READING PASSAGE ->
————
Neil McCann

Personal information
- Full name: Neil Doherty McCann
- Date of birth: 11 August 1974 (age 52)
- Place of birth: Greenock, Renfrewshire, Scotland
- Height: 5 ft 10 in (1.78 m)
- Position: Left winger

Team information
- Current team: Kilmarnock (manager)

Youth career
- Greenock Morton

Senior career*
- Years: Team / Apps / (Gls)
- 1992–1996: Dundee / 79 / (5)
- 1996–1998: Heart of Midlothian / 74 / (19)
- 1998–2003: Rangers / 113 / (19)
- 2003–2006: Southampton / 40 / (0)
- 2006–2008: Heart of Midlothian / 25 / (0)
- 2008–2009: Falkirk / 24 / (1)
- 2011: Dundee / 3 / (1)
- Total:  / 358 / (45)

International career
- 1998–2005: Scotland / 26 / (3)

Managerial career
- 2017–2018: Dundee
- 2021: Inverness Caledonian Thistle (interim)
- 2026–: Kilmarnock

= Neil McCann =

Scottish footballer and football manager

Neil Doherty McCann (born 11 August 1974) is a Scottish football pundit, former professional player and coach who is currently the manager of Kilmarnock. He has recently worked as a pundit for BBC Scotland's Sportscene.

A left winger, his playing career saw him represent Dundee (two spells), Heart of Midlothian (two spells), Rangers, Southampton and Falkirk. He also played 26 times for Scotland.

After working as a pundit for Sky Sports he was appointed manager of Dundee in 2017 before being sacked in October 2018. He took on the role of caretaker manager of Inverness Caledonian Thistle in 2021. McCann was an interim coach at Rangers from February to May 2025 before returning to management with Kilmarnock in January 2026.

==Club career==
McCann started his career with Dundee before moving on to Heart of Midlothian in 1996. He helped the Tynecastle side win the Scottish Cup in 1998, their first major trophy in 36 years. McCann moved to Rangers later that year for £1.9 million, becoming the club's first major Scottish Catholic signing since Mo Johnston. He scored two goals in a 3–0 win for Rangers against their arch-rivals Celtic on 2 May 1999, which clinched the 1998–99 Scottish Premier League title. McCann left Rangers in 2003, as the club were forced to sell him due to financial problems. Speaking in February 2019, McCann said that he had been subject to sectarian abuse from Celtic fans that stemmed from his decision to sign for Rangers.
————
DATA RECORDS ->

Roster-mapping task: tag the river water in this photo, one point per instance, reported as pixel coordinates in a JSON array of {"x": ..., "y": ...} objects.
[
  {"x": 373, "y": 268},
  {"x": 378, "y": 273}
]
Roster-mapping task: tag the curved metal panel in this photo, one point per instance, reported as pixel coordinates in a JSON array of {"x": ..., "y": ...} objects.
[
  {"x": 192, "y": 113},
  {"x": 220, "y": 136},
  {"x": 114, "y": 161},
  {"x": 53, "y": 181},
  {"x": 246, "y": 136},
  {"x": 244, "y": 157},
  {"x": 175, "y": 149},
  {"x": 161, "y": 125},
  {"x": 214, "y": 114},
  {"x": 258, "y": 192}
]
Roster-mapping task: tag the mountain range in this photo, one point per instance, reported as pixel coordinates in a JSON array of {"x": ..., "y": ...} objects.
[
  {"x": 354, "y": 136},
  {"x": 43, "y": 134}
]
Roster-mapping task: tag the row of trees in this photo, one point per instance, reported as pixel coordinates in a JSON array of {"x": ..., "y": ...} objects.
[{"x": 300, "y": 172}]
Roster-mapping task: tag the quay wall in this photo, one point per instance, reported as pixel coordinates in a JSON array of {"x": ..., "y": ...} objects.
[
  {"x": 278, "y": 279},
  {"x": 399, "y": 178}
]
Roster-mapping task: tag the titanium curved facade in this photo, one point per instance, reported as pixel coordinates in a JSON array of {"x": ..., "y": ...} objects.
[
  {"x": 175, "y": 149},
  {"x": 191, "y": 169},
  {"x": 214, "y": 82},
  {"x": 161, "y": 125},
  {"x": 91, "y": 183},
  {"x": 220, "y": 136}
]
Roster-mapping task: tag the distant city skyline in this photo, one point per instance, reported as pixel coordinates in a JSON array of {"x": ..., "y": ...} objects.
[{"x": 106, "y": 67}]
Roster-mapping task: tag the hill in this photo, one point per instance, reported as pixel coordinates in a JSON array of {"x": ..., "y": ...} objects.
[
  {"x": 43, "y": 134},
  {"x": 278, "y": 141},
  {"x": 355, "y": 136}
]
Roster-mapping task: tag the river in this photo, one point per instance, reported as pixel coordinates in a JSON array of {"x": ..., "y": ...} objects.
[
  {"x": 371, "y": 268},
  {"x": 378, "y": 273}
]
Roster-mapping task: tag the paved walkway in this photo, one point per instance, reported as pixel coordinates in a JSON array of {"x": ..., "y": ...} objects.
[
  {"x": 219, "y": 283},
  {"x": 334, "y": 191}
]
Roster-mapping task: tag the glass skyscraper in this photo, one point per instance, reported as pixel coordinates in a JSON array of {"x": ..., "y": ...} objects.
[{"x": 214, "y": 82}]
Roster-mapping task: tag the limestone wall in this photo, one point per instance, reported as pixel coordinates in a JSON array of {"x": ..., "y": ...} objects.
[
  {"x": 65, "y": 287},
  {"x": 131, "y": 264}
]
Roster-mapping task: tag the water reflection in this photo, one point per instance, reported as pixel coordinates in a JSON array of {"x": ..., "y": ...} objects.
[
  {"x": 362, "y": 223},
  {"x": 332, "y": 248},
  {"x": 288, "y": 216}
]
————
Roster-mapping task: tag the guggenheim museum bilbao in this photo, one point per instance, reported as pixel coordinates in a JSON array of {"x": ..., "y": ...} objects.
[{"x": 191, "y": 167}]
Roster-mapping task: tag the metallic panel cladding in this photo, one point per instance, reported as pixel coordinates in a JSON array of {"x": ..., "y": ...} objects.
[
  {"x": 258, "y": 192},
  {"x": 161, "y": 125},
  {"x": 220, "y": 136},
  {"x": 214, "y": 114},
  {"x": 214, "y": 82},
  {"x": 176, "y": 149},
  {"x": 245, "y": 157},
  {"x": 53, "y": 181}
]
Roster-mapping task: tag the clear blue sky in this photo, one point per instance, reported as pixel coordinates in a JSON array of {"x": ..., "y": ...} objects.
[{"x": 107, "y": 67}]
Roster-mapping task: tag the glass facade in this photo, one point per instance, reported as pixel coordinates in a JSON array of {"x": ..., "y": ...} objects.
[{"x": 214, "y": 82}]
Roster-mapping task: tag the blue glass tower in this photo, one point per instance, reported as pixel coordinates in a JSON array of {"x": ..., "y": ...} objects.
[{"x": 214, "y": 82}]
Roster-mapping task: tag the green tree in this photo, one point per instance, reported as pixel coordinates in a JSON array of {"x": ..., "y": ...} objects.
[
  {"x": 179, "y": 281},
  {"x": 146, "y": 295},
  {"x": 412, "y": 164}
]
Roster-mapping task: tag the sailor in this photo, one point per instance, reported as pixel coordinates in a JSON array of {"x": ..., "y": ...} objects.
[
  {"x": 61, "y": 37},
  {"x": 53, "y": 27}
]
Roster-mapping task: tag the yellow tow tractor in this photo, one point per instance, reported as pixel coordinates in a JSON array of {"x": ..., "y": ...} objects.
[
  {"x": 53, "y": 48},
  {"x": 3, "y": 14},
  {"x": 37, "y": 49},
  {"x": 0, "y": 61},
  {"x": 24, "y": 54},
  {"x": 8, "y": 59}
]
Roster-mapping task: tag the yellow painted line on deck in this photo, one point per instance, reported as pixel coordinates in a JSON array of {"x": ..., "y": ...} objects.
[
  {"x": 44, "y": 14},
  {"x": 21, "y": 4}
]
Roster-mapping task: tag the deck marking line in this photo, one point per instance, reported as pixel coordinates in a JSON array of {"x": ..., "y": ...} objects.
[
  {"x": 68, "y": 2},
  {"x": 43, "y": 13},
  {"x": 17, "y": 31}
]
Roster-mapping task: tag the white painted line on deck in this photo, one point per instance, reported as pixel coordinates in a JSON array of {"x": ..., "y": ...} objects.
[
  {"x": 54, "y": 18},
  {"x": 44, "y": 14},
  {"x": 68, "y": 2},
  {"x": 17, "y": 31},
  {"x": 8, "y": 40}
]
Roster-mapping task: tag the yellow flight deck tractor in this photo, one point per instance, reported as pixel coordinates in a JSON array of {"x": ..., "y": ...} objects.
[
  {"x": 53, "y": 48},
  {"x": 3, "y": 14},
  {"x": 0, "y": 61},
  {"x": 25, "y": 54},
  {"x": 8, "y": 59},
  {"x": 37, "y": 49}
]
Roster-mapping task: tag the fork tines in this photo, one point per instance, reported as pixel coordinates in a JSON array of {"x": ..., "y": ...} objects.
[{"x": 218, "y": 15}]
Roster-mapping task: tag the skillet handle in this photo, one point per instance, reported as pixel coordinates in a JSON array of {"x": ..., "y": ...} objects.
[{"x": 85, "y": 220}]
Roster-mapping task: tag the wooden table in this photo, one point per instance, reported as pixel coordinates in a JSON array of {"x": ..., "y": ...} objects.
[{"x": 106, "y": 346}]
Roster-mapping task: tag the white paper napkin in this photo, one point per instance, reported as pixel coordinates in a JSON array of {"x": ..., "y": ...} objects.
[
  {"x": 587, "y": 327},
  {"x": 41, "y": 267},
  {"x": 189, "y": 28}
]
————
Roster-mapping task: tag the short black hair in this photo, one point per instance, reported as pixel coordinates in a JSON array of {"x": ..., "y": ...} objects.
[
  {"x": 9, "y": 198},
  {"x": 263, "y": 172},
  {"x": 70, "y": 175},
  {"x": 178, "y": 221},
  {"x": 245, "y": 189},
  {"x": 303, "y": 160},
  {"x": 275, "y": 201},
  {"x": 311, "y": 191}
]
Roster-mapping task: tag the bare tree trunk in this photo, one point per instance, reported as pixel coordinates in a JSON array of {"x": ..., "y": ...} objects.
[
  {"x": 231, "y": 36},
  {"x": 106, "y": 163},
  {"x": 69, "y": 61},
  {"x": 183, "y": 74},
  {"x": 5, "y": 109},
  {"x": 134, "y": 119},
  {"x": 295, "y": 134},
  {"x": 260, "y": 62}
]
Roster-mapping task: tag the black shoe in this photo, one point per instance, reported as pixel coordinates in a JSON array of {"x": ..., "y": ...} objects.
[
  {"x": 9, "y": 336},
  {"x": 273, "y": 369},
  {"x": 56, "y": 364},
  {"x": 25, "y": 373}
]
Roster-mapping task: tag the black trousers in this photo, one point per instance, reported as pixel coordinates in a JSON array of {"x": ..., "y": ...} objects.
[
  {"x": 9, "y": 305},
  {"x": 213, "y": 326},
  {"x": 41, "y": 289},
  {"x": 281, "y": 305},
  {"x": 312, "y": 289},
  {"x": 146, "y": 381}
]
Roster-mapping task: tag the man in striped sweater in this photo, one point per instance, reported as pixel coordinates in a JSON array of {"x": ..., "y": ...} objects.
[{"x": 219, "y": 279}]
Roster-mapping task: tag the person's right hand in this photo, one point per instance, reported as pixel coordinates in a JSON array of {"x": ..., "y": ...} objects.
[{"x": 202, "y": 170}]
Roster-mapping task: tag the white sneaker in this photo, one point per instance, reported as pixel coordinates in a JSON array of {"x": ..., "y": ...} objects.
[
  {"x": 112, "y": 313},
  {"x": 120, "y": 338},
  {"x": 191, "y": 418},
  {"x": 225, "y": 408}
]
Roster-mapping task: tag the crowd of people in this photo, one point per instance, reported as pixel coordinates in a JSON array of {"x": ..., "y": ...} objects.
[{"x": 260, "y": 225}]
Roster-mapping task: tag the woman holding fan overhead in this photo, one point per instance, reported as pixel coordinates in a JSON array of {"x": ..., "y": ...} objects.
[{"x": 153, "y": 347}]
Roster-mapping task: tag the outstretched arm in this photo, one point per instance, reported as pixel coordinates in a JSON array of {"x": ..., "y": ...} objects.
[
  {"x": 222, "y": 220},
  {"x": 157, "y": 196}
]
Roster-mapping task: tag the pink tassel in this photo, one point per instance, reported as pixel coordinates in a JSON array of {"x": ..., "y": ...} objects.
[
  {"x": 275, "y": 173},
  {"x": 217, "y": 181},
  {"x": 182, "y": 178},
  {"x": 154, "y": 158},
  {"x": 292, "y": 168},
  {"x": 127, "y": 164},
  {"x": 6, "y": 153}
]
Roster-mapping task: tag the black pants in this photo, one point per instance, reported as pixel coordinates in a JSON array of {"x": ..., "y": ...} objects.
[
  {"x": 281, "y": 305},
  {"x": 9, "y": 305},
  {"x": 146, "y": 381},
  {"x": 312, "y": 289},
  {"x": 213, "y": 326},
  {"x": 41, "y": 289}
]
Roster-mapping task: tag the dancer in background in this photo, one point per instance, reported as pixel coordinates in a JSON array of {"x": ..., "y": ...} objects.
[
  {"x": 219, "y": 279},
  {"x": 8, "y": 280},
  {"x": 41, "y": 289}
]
————
WRITTEN EXERCISE -> Name each distinct club in the senior playing career section of the Neil McCann profile, counting clubs he joined twice only once. The listing has no connection to the Neil McCann profile.

EXERCISE SOLUTION -> Dundee, Heart of Midlothian, Rangers, Southampton, Falkirk